(What the task asks) Show each line of the records that contains the word "orange". Case counts.
-- START --
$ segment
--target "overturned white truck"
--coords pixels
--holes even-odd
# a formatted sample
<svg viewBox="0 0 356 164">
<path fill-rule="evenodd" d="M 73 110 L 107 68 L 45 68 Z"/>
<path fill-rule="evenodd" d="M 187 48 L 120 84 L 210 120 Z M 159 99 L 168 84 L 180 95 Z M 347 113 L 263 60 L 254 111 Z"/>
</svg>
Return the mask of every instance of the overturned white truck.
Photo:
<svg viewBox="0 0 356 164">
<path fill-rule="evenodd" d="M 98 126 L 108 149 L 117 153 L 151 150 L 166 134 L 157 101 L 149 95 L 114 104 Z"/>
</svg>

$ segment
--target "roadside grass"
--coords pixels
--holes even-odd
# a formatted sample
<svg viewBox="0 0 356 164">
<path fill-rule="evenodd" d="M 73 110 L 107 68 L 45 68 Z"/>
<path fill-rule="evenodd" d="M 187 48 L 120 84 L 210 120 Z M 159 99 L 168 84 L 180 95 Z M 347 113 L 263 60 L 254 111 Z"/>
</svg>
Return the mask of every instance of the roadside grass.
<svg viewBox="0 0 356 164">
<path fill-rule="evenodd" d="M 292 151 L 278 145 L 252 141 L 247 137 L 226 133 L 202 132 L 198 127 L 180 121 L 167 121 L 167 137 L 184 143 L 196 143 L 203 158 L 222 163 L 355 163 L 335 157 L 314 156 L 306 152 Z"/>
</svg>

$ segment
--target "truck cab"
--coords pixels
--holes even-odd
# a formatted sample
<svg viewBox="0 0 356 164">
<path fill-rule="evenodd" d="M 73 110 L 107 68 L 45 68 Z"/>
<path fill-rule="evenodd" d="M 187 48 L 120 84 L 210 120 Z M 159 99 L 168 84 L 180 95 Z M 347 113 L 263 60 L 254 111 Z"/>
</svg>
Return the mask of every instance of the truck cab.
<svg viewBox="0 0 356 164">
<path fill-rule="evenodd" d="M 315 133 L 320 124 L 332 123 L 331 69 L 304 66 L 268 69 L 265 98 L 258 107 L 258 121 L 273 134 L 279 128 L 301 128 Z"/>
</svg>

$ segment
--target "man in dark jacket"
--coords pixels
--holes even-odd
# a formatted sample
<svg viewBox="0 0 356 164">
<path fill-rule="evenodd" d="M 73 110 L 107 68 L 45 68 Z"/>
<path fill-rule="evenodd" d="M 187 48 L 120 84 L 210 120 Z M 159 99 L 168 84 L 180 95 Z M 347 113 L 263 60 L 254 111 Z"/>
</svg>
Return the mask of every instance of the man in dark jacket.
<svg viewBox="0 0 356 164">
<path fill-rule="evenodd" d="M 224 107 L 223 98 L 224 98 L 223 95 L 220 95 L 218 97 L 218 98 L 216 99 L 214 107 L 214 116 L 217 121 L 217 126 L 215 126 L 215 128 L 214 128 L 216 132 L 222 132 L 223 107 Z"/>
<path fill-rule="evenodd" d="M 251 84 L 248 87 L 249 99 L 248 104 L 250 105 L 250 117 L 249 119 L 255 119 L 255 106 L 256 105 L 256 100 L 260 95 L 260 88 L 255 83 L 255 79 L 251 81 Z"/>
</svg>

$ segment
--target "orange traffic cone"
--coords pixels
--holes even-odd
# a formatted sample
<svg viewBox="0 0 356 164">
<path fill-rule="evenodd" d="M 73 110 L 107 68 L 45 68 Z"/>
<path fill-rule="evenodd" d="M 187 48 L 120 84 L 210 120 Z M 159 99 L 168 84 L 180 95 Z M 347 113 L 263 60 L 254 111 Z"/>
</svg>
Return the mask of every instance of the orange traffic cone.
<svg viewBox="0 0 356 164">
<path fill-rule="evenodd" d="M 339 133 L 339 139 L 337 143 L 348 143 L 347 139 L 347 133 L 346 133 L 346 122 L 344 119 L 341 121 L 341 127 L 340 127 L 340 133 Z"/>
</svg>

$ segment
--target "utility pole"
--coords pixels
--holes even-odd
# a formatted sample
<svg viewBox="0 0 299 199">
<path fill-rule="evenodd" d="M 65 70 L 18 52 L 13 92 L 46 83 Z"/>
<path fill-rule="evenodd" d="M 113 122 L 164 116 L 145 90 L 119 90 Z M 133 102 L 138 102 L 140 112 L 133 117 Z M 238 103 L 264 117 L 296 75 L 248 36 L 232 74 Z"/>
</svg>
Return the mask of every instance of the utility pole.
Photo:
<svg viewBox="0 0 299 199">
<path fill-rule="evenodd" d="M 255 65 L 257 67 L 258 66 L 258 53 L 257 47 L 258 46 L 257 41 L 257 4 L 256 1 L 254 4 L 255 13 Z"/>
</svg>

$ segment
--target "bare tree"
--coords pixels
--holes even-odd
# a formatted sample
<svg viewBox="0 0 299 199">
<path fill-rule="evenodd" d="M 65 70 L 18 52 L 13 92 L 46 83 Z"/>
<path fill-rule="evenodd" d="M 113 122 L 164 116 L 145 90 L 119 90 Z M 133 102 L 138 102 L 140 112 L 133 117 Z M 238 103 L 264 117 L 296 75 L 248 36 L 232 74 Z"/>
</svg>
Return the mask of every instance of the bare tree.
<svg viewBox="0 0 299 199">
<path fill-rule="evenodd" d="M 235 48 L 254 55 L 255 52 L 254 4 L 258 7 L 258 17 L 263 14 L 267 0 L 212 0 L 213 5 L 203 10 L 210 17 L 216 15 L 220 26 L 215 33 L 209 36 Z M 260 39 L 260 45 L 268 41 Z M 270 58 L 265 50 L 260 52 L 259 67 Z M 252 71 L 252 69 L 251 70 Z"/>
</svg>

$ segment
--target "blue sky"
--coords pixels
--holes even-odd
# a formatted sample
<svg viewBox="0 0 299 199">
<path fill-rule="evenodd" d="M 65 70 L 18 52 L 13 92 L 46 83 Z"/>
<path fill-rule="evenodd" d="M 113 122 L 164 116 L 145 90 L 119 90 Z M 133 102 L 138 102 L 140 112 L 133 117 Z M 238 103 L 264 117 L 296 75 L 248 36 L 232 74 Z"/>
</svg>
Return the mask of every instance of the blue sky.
-- END --
(The result)
--target "orange traffic cone"
Return the mask of every instance of the orange traffic cone.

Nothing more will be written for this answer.